## DOCUMENT PASSAGE
—————

In “Choosing Life,” I told you that I was disowned. I was a single parent, working 9 or 10 hours a day, 6 days a week, to feed my kids and pay the bills. I felt like I had been sold into slavery. And I had a sinus infection. So, on my way home from work one night, I had to stop at the pharmacy to pick up a prescription my doctor called in. Back in the car, I was too tired to put the key in the ignition. I just sat there, exhausted.
And then it happened. A brand new white Cadillac convertible pulled up beside me. Out jumped a beautiful woman. She was tall. She was blonde. She was thin. Her tan was perfect. She was full of energy and confidence. And she was wearing a tennis dress. For the first time I can remember, I was consumed by pure, unadulterated jealousy. I hated her. I wanted to jump out and beat her to a bloody pulp, but I was too tired.

—————

## DATASET CONTENT
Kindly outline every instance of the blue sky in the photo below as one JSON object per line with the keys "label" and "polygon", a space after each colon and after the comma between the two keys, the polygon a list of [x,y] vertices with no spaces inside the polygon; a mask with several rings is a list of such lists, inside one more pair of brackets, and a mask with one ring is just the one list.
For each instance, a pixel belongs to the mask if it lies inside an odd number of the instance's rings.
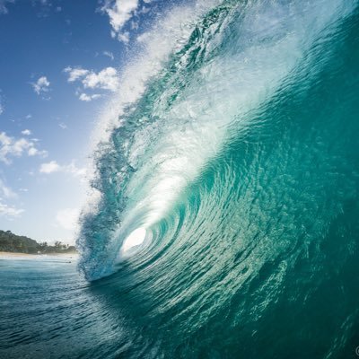
{"label": "blue sky", "polygon": [[155,0],[0,0],[0,229],[74,240],[99,113]]}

—————

## QUESTIONS
- A) Retype the pharmacy parking lot passage word for word, between "And then it" and "was too tired.", inclusive.
- B) In the pharmacy parking lot passage, what was the woman who jumped out of the Cadillac wearing?
- C) Write the next part of the pharmacy parking lot passage, picking up after its final sentence.
The data that comes after the pharmacy parking lot passage is separate material and has no connection to it.

## SET OF ANSWERS
- A)
And then it happened. A brand new white Cadillac convertible pulled up beside me. Out jumped a beautiful woman. She was tall. She was blonde. She was thin. Her tan was perfect. She was full of energy and confidence. And she was wearing a tennis dress. For the first time I can remember, I was consumed by pure, unadulterated jealousy. I hated her. I wanted to jump out and beat her to a bloody pulp, but I was too tired.

- B) A tennis dress.

- C)
Why did I want to look like her? Because then I could have everything I wanted just laid at my feet with no effort on my part. Everyone would love me and admire me. Really? I would no longer have any girlfriends. They would all resent me. And boyfriends? I’d be attracting the worse kind, those who wanted to use me. I’d be the kind of woman who ends up on “Missing” posters. But this is what Hollywood says I should look like. Hollywood lies. Look around. Nobody looks like that unless they’ve been air brushed.
There is only one opinion that counts: our Creator. He made us just the way we are, and He is so proud of us. We need to look at ourselves through His eyes. If we have abilities, we need to develop them. Sure, we can put on a little makeup (emphasis on a little) and get our hair done. We can wear clothes that are loose enough to cover up what we need to cover up. But, the bottom line is that we are fearfully and wonderfully made. I was given crooked legs, but they reach the ground and they both work. Make a list of everything you like about yourself and throw that other list (you know which one) away.